Task requirements:
A. Answer these questions about the slurmctld error thread, one per line:
(i) Which two settings does Sean Crosby have in his slurmdbd.conf?
(ii) What command does he give for running slurmdbd in debug mode?
(iii) What Main PID does the systemctl status output show for slurmdbd?
B. Continue the slurmctld error thread from the point where it ends.

Document section:
_ _ _ _ _
[slurm-users] [EXT] slurmctld error

Sean Crosby scrosby at unimelb.edu.au
Tue Apr 6 04:54:14 UTC 2021


The other thing I notice for my slurmdbd.conf is that I have

DbdAddr=localhost
DbdHost=localhost

You can try changing your slurmdbd.conf to set those 2 values as well to
see if that gets slurmdbd to listen on port 6819

Sean

--
Sean Crosby | Senior DevOpsHPC Engineer and HPC Team Lead
Research Computing Services | Business Services
The University of Melbourne, Victoria 3010 Australia



On Tue, 6 Apr 2021 at 14:31, Sean Crosby <scrosby at unimelb.edu.au> wrote:

> Interesting. It looks like slurmdbd is not opening the 6819 port
>
> What does
>
> ss -lntp | grep 6819
>
> show? Is something else using that port?
>
> You can also stop the slurmdbd service and run it in debug mode using
>
> slurmdbd -D -vvv
>
> Sean
>
> --
> Sean Crosby | Senior DevOpsHPC Engineer and HPC Team Lead
> Research Computing Services | Business Services
> The University of Melbourne, Victoria 3010 Australia
>
>
>
> On Tue, 6 Apr 2021 at 14:02, <ibotsis at isc.tuc.gr> wrote:
>
>> * UoM notice: External email. Be cautious of links, attachments, or
>> impersonation attempts *
>> ------------------------------
>>
>> Hi Sean
>>
>>
>>
>> ss -lntp | grep $(pidof slurmdbd)     return nothing……
>>
>>
>>
>> systemctl status slurmdbd.service
>>
>>
>>
>> ● slurmdbd.service - Slurm DBD accounting daemon
>>
>>      Loaded: loaded (/lib/systemd/system/slurmdbd.service; enabled;
>> vendor preset: enabled)
>>
>>      Active: active (running) since Mon 2021-04-05 13:52:35 EEST; 16h ago
>>
>>        Docs: man:slurmdbd(8)
>>
>>     Process: 1453365 ExecStart=/usr/sbin/slurmdbd $SLURMDBD_OPTIONS
>> (code=exited, status=0/SUCCESS)
>>
>>    Main PID: 1453375 (slurmdbd)
_ _ _ _ _
Given entries:
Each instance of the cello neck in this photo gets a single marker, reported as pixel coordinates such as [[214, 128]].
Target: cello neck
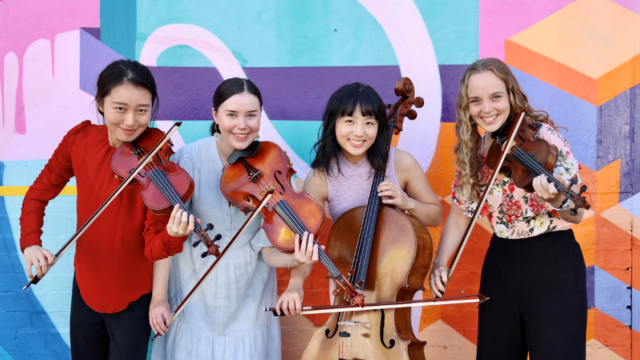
[[367, 229]]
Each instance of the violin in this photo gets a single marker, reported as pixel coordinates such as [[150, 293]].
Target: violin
[[164, 183], [389, 254], [264, 167], [530, 157], [130, 161], [519, 155]]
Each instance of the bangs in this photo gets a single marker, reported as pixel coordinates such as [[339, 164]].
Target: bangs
[[369, 102]]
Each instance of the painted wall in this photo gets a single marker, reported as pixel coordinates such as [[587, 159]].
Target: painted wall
[[568, 57]]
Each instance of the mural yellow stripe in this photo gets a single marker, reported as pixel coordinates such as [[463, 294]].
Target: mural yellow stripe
[[22, 190]]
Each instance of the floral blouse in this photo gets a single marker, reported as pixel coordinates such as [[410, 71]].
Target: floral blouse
[[513, 212]]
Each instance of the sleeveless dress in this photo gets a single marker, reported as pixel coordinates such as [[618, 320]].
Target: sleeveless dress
[[224, 319], [351, 187]]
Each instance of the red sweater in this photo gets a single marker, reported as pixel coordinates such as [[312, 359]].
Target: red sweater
[[114, 257]]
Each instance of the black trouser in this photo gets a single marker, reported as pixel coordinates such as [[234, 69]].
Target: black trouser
[[538, 299], [121, 335]]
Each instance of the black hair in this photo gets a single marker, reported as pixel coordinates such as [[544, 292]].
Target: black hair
[[122, 72], [344, 102], [227, 89]]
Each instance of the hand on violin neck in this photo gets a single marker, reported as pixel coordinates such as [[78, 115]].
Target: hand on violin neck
[[290, 302], [304, 251], [547, 191], [180, 223]]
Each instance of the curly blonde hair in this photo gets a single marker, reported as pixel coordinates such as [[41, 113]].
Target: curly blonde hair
[[468, 148]]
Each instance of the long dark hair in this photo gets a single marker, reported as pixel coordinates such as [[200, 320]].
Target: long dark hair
[[227, 89], [344, 102], [122, 72]]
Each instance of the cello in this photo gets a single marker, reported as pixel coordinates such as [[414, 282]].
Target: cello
[[389, 254]]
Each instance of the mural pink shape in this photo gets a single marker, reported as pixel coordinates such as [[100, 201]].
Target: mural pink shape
[[53, 101], [52, 17], [499, 20]]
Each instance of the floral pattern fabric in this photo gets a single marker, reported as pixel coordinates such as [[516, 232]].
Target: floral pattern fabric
[[515, 213]]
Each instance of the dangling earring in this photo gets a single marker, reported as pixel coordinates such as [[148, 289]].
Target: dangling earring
[[216, 131]]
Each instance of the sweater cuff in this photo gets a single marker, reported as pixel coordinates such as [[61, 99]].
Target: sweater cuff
[[25, 243]]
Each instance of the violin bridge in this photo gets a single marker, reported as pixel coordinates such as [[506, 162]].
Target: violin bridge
[[266, 189]]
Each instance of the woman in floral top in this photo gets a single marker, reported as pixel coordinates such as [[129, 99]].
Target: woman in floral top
[[534, 271]]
_ _ _ _ _
Outputs for the tasks:
A.
(i) DbdAddr=localhost and DbdHost=localhost
(ii) slurmdbd -D -vvv
(iii) 1453375

B.
>>
>>       Tasks: 1
>>
>>      Memory: 5.0M
>>
>>      CGroup: /system.slice/slurmdbd.service
>>
>>              └─1453375 /usr/sbin/slurmdbd
>>
>>
>>
>> Apr 05 13:52:35 se01.grid.tuc.gr systemd[1]: Starting Slurm DBD
>> accounting daemon...
>>
>> Apr 05 13:52:35 se01.grid.tuc.gr systemd[1]: slurmdbd.service: Can't
>> open PID file /run/slurmdbd.pid (yet?) after start: Operation not permitted
>>
>> Apr 05 13:52:35 se01.grid.tuc.gr systemd[1]: Started Slurm DBD
>> accounting daemon.
>>
>>
>>
>> File /run/slurmdbd.pid exist and has  pidof slurmdbd   value….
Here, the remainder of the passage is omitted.